- Record set
'''

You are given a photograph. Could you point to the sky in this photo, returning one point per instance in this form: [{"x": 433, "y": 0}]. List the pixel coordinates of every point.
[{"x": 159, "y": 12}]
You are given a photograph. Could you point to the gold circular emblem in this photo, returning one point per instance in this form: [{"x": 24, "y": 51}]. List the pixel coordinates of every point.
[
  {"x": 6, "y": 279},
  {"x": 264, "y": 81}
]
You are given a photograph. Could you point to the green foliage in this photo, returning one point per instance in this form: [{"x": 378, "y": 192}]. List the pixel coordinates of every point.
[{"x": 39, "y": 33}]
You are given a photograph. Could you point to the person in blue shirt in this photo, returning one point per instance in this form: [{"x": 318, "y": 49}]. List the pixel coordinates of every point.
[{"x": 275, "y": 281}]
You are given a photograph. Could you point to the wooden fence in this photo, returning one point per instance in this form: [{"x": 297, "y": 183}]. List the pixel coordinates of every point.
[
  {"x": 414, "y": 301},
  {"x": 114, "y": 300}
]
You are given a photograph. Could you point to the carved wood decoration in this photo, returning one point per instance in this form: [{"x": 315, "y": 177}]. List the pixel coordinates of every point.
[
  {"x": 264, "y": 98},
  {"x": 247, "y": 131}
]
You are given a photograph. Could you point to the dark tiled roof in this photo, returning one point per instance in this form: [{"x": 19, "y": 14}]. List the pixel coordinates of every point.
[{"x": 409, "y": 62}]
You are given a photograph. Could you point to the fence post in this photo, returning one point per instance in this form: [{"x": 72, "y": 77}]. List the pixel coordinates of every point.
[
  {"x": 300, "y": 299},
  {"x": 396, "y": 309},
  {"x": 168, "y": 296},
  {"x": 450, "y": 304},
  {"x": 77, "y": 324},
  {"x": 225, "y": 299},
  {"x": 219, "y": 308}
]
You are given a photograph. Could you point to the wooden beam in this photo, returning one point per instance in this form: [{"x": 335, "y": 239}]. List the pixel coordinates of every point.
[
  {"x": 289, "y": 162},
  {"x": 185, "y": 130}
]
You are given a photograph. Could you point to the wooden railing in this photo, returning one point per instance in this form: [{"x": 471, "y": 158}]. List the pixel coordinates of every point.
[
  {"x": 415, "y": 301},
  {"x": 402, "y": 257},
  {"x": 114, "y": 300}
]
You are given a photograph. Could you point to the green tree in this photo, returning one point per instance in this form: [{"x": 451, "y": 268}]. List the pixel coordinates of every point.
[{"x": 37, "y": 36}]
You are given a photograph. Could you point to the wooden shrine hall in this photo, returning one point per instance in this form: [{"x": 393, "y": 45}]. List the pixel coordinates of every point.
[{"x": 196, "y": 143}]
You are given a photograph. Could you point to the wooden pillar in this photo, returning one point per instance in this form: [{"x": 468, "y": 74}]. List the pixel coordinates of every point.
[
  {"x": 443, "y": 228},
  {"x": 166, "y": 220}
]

'''

- Exercise brief
Rewrite all of the lines above as a numbered list, omitting any blank lines.

- Written answer
1. You are given a photograph. Could you point to the sky in this photo, returning one point per instance in this form: [{"x": 433, "y": 0}]. List the pixel coordinates of every point.
2. [{"x": 159, "y": 12}]
3. You are given a photograph. Could you point to the gold circular emblem in this photo, returning one point per instance in this form: [{"x": 24, "y": 51}]. List the pixel coordinates of every point.
4. [
5.   {"x": 6, "y": 279},
6.   {"x": 264, "y": 81}
7. ]
8. You are given a photograph. Could you point to the green foliage in this photo, returning one point per instance in this form: [{"x": 378, "y": 192}]. List the pixel coordinates of every point.
9. [{"x": 39, "y": 33}]
10. You are given a photograph. Could you point to the person in blue shirt in this photo, returning one point per instance in this form: [{"x": 318, "y": 49}]. List the pixel coordinates of every point.
11. [{"x": 275, "y": 281}]
12. You are given a photograph. Could you point to the wooden fence in this photo, returning one point per instance in this form: [{"x": 297, "y": 183}]. List the pixel coordinates of every point.
13. [
14.   {"x": 414, "y": 301},
15.   {"x": 114, "y": 300}
16. ]
17. You are given a photograph. Could you point to the carved wood decoration in this photo, returning one point per instance in this form: [{"x": 315, "y": 177}]. List the pixel coordinates of every point.
18. [
19.   {"x": 264, "y": 98},
20.   {"x": 247, "y": 131}
21. ]
22. You are given a photograph. Could you point to the dark tiled roof in this photo, returning one point per instance in this form: [{"x": 19, "y": 14}]. List the pixel coordinates of every point.
23. [{"x": 409, "y": 62}]
24. You are given a photograph. Could you point to the fence post in this photo, returning one point per instance in this form: [{"x": 72, "y": 77}]. List the pixel coordinates of every point.
25. [
26.   {"x": 300, "y": 299},
27.   {"x": 396, "y": 309},
28.   {"x": 168, "y": 296},
29.   {"x": 450, "y": 304},
30.   {"x": 77, "y": 324},
31.   {"x": 225, "y": 299},
32.   {"x": 219, "y": 308}
33. ]
34. You are given a photograph. Could you point to the wooden beam in this photo, returning one point per instance in this form: [{"x": 335, "y": 239}]. List the pixel coordinates of every point.
35. [
36.   {"x": 289, "y": 162},
37.   {"x": 185, "y": 130}
38. ]
39. You are given a photograph. Could you point to the wooden railing in this photo, returning one point per instance in this form: [{"x": 471, "y": 158}]. List the pixel coordinates of every point.
40. [
41.   {"x": 415, "y": 301},
42.   {"x": 402, "y": 257},
43.   {"x": 114, "y": 300}
44. ]
45. You are given a photograph. Could you point to the green tree in this photo, returning one point per instance in this form: [{"x": 451, "y": 268}]. List the pixel coordinates of every point.
46. [{"x": 37, "y": 36}]
47. You are given a photograph. Could you point to the wooden shrine hall in this photo, returning one point per instance in this form: [{"x": 393, "y": 45}]. List the pixel coordinates of every point.
48. [{"x": 196, "y": 143}]
49. You are given a photograph. Could you point to the wooden pillar in this photo, returning one point per instance in this form: [{"x": 468, "y": 74}]. List the pixel coordinates of every point.
50. [
51.   {"x": 443, "y": 228},
52.   {"x": 166, "y": 220}
53. ]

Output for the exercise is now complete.